■ YOUR GOAL
Which lines in the material below contain the word "hair"? Copy each one out.

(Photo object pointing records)
--

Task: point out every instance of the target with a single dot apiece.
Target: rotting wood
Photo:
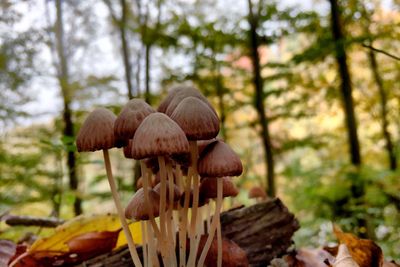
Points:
(263, 230)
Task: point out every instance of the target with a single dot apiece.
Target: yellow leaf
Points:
(57, 243)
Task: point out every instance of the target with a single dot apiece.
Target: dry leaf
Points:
(365, 252)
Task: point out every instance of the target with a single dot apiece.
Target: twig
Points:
(381, 51)
(14, 220)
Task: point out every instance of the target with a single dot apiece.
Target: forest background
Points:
(308, 94)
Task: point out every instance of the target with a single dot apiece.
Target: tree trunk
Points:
(147, 94)
(63, 77)
(259, 101)
(125, 49)
(346, 87)
(384, 112)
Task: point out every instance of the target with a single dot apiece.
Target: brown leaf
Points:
(365, 252)
(7, 251)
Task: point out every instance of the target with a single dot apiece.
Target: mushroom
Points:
(258, 193)
(199, 122)
(139, 211)
(159, 136)
(217, 160)
(97, 133)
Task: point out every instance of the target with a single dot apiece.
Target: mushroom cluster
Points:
(185, 174)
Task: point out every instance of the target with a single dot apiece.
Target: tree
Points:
(346, 86)
(258, 84)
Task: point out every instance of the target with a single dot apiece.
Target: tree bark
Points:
(263, 230)
(384, 112)
(346, 86)
(68, 131)
(259, 100)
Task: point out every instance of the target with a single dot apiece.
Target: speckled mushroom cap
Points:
(196, 119)
(256, 192)
(208, 187)
(182, 94)
(218, 160)
(130, 117)
(97, 131)
(177, 192)
(158, 135)
(136, 208)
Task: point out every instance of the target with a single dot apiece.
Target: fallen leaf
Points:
(365, 252)
(7, 251)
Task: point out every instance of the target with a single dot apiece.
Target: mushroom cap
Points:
(232, 254)
(184, 93)
(137, 209)
(218, 160)
(196, 119)
(257, 191)
(158, 135)
(130, 117)
(97, 131)
(128, 149)
(177, 192)
(208, 187)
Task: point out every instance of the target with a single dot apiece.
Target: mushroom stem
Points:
(144, 244)
(214, 224)
(193, 233)
(170, 218)
(219, 239)
(163, 199)
(146, 177)
(125, 227)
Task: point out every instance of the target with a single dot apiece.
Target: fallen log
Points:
(263, 230)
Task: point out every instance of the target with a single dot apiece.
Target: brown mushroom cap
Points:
(257, 191)
(137, 209)
(182, 94)
(128, 149)
(232, 254)
(97, 132)
(208, 187)
(158, 135)
(218, 160)
(177, 192)
(196, 119)
(130, 117)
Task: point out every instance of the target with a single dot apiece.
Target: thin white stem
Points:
(120, 211)
(214, 224)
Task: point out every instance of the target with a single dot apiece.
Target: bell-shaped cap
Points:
(257, 192)
(97, 131)
(177, 192)
(208, 187)
(158, 135)
(232, 254)
(218, 160)
(196, 119)
(130, 117)
(137, 210)
(182, 94)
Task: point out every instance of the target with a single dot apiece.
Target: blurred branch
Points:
(14, 220)
(381, 51)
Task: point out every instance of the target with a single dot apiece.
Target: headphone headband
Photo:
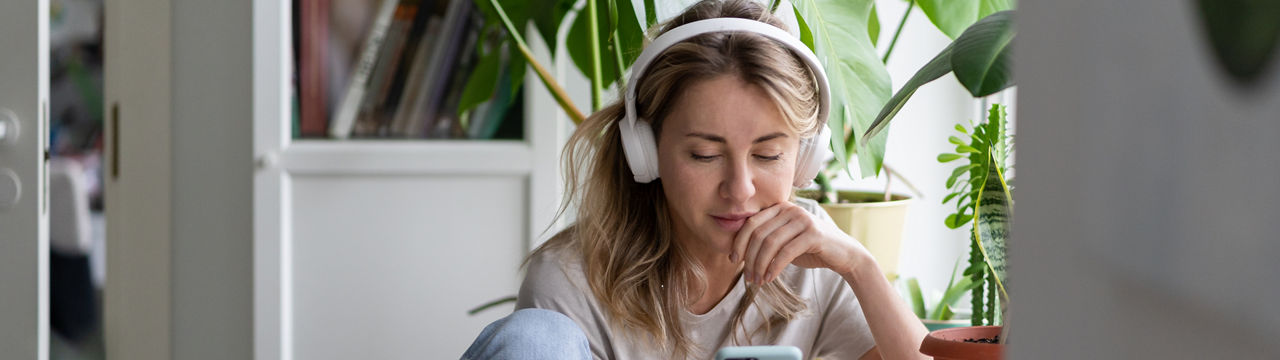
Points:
(644, 162)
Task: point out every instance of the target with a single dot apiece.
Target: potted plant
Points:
(979, 59)
(983, 200)
(942, 314)
(842, 33)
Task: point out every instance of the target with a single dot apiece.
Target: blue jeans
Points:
(530, 333)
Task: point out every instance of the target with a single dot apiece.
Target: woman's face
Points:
(725, 153)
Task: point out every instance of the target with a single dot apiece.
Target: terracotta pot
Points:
(949, 343)
(945, 324)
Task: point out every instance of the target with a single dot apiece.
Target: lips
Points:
(731, 222)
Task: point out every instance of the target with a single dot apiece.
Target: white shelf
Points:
(408, 156)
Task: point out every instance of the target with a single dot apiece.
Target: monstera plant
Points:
(841, 32)
(606, 36)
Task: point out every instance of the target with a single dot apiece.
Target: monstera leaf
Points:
(952, 17)
(981, 59)
(1243, 33)
(859, 82)
(991, 223)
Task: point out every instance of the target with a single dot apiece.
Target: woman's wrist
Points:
(862, 265)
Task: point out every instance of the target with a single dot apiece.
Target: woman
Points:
(716, 251)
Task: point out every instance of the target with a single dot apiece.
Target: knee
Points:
(539, 326)
(531, 333)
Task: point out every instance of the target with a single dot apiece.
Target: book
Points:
(425, 106)
(447, 123)
(310, 76)
(344, 115)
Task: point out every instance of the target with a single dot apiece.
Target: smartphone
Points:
(758, 352)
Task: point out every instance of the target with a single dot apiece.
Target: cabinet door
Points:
(23, 217)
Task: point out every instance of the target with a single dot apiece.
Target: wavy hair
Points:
(624, 229)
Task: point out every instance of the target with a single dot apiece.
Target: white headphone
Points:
(638, 137)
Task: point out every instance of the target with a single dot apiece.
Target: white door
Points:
(23, 199)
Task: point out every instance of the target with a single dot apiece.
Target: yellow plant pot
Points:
(873, 222)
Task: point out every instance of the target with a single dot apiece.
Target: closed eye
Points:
(775, 158)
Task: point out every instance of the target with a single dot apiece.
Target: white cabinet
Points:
(369, 249)
(274, 247)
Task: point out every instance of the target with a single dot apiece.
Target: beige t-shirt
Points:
(832, 326)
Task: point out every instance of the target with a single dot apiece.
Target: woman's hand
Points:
(785, 233)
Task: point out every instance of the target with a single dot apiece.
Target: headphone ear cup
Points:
(813, 151)
(640, 150)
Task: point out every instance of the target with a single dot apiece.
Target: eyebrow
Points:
(721, 139)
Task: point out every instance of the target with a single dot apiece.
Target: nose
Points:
(739, 183)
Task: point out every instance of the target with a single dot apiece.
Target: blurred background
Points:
(236, 180)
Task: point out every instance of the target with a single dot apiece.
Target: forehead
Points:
(725, 105)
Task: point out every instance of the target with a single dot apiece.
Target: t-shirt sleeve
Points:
(844, 332)
(556, 285)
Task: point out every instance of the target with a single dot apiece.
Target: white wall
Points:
(213, 180)
(1146, 226)
(917, 136)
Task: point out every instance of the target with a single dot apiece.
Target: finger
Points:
(769, 246)
(789, 253)
(754, 244)
(744, 233)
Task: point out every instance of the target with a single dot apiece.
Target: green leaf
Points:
(982, 55)
(873, 26)
(805, 33)
(991, 224)
(956, 222)
(859, 81)
(547, 17)
(936, 68)
(612, 5)
(917, 299)
(958, 172)
(481, 81)
(951, 196)
(630, 35)
(952, 17)
(946, 314)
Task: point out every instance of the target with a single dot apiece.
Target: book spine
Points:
(415, 81)
(314, 30)
(344, 117)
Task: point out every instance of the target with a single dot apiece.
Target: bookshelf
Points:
(375, 247)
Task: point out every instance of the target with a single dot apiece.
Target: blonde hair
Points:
(624, 231)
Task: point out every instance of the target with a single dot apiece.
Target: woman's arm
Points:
(896, 329)
(786, 233)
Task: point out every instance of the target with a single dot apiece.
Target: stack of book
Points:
(403, 81)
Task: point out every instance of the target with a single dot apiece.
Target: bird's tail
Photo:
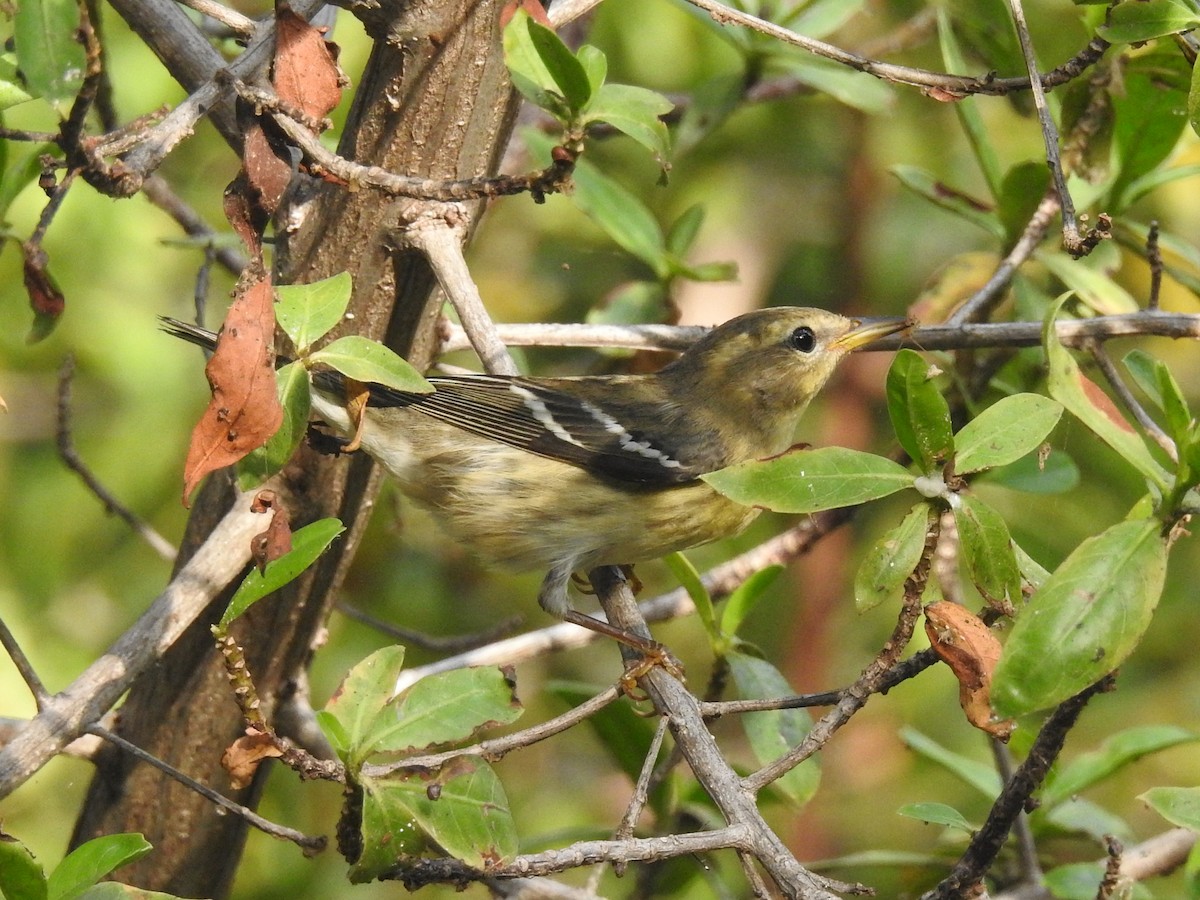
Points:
(190, 333)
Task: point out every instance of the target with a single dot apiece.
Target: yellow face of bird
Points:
(778, 359)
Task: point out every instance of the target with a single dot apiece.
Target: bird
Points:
(564, 474)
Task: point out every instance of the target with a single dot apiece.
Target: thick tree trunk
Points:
(435, 103)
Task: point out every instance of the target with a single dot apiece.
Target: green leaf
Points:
(370, 361)
(622, 215)
(307, 312)
(307, 544)
(90, 862)
(359, 701)
(1005, 432)
(981, 777)
(1057, 473)
(1117, 751)
(544, 69)
(774, 732)
(443, 708)
(936, 814)
(634, 112)
(1096, 289)
(21, 876)
(295, 397)
(883, 571)
(1177, 805)
(462, 808)
(918, 411)
(941, 195)
(48, 54)
(967, 109)
(743, 600)
(988, 551)
(1092, 407)
(1151, 113)
(1085, 621)
(684, 231)
(687, 575)
(1147, 19)
(811, 480)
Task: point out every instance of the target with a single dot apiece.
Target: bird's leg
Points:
(552, 598)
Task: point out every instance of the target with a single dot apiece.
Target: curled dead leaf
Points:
(963, 642)
(243, 756)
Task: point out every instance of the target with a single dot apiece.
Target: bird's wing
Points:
(541, 419)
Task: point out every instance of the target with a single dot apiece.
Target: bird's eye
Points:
(803, 340)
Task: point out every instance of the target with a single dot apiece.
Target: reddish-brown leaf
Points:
(45, 298)
(276, 540)
(305, 73)
(971, 651)
(245, 408)
(1102, 401)
(244, 755)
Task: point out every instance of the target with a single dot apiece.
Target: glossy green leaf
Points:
(1147, 19)
(952, 201)
(21, 875)
(622, 215)
(544, 69)
(811, 480)
(389, 829)
(307, 544)
(1005, 432)
(745, 598)
(634, 112)
(1085, 621)
(883, 571)
(295, 397)
(988, 551)
(48, 54)
(359, 701)
(967, 108)
(1056, 473)
(462, 808)
(936, 814)
(1117, 751)
(307, 312)
(1096, 289)
(371, 363)
(774, 732)
(1151, 113)
(1092, 407)
(1177, 805)
(90, 862)
(979, 775)
(444, 708)
(918, 411)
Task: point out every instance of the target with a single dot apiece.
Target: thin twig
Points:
(987, 843)
(1131, 402)
(438, 233)
(72, 460)
(952, 84)
(24, 667)
(311, 845)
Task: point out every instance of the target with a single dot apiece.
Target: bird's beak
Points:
(865, 331)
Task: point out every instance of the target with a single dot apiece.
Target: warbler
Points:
(567, 474)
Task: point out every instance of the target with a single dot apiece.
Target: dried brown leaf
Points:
(245, 408)
(244, 755)
(971, 651)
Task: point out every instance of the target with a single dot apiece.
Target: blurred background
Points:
(799, 195)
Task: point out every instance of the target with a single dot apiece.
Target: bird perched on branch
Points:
(567, 474)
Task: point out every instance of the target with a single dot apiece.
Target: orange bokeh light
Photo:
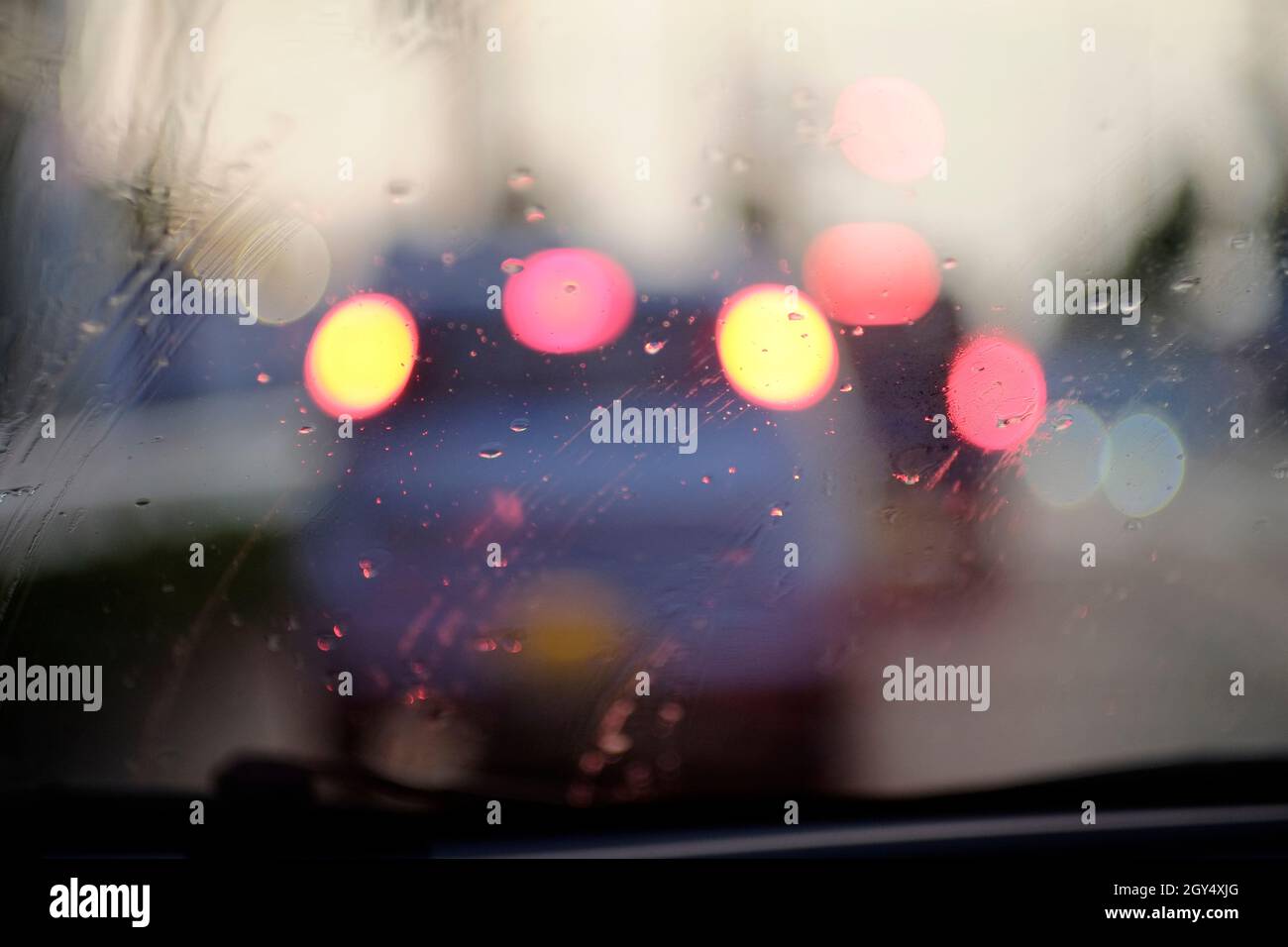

--

■ SOLUTION
Target: wavy hair
Target: blonde hair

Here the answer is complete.